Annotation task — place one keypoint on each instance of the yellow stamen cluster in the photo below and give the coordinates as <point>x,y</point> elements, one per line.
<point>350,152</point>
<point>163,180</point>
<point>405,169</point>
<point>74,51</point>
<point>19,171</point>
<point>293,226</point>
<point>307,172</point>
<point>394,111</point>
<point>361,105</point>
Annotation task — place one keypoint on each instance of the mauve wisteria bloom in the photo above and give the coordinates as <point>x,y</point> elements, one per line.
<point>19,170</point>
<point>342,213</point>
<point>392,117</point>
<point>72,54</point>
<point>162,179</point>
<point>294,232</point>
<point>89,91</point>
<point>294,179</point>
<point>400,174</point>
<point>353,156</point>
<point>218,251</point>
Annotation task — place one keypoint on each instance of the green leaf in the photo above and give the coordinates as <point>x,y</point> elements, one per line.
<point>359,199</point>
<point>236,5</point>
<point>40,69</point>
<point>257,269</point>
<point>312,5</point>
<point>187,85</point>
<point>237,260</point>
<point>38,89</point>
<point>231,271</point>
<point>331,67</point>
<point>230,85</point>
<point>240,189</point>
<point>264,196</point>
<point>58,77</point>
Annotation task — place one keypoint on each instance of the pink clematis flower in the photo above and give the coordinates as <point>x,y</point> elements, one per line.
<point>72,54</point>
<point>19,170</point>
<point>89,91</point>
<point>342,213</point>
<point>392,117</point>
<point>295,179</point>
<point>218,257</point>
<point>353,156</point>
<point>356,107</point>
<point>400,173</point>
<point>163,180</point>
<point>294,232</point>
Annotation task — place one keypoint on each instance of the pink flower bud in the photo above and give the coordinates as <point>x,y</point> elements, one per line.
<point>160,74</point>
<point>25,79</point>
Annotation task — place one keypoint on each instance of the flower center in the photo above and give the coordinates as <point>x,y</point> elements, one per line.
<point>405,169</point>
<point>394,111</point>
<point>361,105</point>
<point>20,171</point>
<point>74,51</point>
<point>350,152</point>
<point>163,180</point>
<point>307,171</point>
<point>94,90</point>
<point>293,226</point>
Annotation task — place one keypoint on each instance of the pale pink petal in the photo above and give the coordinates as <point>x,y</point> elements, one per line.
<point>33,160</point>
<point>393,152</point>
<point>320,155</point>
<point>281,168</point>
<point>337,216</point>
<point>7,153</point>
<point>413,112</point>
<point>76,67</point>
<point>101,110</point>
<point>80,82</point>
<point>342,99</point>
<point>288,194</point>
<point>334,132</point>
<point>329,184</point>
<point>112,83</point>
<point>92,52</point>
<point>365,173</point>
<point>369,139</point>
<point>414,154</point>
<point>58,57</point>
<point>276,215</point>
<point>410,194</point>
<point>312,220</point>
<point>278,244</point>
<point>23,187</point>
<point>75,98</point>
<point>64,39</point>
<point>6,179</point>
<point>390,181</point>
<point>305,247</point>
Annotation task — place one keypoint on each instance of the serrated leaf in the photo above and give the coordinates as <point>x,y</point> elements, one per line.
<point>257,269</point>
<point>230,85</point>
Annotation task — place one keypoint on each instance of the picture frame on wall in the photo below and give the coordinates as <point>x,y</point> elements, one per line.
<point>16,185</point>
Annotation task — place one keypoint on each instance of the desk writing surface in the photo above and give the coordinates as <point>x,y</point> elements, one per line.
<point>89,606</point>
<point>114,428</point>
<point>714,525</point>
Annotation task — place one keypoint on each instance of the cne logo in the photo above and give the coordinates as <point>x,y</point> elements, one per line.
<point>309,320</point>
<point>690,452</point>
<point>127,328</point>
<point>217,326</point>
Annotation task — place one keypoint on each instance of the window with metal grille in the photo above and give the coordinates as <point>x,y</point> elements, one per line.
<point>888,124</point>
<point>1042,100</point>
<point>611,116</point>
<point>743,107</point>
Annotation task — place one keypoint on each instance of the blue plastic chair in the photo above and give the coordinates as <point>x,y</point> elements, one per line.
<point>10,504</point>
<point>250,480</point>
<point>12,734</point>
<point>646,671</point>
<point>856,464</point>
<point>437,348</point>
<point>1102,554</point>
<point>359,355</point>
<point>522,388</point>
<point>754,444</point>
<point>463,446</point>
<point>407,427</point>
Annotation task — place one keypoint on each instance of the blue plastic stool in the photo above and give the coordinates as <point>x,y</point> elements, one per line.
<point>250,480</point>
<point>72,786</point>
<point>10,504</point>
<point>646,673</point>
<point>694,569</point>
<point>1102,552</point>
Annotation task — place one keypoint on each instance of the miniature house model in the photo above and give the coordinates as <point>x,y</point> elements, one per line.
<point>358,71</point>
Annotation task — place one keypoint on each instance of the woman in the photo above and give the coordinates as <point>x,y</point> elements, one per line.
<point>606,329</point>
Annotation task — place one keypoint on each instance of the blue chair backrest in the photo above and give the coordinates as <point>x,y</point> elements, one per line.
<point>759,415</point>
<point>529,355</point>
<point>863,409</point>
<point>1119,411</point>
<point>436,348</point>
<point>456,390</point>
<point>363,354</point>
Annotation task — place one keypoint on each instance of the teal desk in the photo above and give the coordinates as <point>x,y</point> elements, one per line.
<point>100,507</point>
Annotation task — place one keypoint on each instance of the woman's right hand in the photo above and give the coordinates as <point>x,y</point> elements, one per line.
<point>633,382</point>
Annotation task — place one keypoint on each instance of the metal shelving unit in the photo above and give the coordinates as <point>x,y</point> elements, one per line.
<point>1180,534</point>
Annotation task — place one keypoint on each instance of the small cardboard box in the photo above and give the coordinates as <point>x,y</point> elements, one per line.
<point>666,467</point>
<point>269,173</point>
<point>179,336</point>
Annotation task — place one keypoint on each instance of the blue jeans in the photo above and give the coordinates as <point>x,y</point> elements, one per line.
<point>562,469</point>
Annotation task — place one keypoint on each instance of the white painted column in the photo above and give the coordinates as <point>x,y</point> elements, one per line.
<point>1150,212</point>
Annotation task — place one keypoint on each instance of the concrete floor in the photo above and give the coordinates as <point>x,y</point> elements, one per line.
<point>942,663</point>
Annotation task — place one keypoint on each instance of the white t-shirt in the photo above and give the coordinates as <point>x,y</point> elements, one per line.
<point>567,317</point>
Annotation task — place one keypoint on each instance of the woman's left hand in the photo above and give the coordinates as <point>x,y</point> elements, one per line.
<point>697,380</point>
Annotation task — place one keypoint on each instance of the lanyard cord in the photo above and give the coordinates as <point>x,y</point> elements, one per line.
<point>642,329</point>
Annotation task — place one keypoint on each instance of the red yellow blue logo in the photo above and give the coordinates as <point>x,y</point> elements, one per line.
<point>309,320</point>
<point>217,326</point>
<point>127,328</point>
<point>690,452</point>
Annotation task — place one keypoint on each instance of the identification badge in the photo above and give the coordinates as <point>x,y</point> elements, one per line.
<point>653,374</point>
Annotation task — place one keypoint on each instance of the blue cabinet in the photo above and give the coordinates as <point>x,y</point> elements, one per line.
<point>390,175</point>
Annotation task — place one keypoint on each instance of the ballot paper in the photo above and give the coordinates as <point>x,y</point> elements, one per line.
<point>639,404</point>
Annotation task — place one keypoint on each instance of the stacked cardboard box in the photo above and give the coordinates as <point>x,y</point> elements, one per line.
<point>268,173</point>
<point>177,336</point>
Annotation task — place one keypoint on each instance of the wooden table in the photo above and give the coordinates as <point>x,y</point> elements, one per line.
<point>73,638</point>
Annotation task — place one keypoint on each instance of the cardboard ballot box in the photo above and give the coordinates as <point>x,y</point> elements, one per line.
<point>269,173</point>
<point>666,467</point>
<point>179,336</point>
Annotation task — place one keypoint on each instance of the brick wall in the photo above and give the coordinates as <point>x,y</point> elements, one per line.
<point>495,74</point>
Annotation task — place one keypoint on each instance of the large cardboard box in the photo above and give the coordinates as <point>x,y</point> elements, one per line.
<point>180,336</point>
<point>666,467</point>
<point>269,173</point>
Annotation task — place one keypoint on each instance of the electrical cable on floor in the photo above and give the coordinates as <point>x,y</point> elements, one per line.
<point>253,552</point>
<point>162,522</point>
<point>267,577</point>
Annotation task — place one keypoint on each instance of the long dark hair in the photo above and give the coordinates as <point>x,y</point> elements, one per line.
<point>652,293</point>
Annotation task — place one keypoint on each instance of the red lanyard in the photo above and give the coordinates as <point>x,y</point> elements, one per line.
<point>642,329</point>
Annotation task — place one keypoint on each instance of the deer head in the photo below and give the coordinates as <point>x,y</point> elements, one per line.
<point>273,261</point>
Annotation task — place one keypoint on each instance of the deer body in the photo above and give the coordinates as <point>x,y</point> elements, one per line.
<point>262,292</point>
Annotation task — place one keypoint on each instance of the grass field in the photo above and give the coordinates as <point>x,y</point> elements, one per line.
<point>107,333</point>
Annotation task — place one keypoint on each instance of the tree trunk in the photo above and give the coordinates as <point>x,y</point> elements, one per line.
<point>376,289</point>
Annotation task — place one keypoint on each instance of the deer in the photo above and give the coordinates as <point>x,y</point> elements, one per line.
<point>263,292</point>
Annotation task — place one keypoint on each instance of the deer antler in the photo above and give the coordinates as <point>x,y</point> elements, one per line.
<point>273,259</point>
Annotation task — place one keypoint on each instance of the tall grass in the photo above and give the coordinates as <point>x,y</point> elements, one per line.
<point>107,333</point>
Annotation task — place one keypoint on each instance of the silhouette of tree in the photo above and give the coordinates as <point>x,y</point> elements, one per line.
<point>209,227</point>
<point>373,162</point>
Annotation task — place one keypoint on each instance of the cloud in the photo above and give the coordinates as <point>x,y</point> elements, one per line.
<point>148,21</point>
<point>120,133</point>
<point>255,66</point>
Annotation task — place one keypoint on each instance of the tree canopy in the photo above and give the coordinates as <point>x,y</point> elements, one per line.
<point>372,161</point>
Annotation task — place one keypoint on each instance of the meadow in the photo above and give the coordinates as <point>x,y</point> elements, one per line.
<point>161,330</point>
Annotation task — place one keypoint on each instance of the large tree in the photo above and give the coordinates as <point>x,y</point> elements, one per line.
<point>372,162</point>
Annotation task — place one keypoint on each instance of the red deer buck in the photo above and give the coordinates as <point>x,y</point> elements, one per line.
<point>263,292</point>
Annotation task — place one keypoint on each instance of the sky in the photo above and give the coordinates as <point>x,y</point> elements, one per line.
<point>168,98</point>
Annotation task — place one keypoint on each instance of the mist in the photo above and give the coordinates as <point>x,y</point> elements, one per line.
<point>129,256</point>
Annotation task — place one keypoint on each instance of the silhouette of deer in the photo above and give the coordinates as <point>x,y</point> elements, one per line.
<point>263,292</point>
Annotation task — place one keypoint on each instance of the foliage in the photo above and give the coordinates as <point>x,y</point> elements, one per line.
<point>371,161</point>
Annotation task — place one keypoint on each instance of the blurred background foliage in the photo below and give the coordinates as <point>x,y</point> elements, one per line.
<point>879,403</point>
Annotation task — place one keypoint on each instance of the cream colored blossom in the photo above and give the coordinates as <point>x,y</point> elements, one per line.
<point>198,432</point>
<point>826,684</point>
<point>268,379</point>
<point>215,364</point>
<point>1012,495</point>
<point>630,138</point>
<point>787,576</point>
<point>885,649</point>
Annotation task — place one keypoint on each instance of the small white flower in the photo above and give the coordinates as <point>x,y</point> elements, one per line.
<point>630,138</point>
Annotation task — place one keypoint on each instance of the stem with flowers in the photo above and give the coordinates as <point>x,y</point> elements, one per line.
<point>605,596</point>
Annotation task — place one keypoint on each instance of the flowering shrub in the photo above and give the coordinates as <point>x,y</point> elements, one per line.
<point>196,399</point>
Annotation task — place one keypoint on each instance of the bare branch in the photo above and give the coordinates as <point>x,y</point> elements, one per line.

--

- _What the exercise asks_
In the answer, please give only the lines from the line containing "of the stem" through the final line of the data, copied exactly.

- _Output for this task_
Annotation task — place one keypoint on each instance of the stem with flowers in the photo above and give the coordinates as <point>x,y</point> elements, one per line.
<point>605,596</point>
Annotation task — place one keypoint on each instance of the flowering shrub in the photo above and give the coordinates as <point>x,y</point> elements, one per line.
<point>196,399</point>
Annotation task — place one keypoint on each instance of the bare branch in the photo above and give the coordinates as <point>x,y</point> elements, one per line.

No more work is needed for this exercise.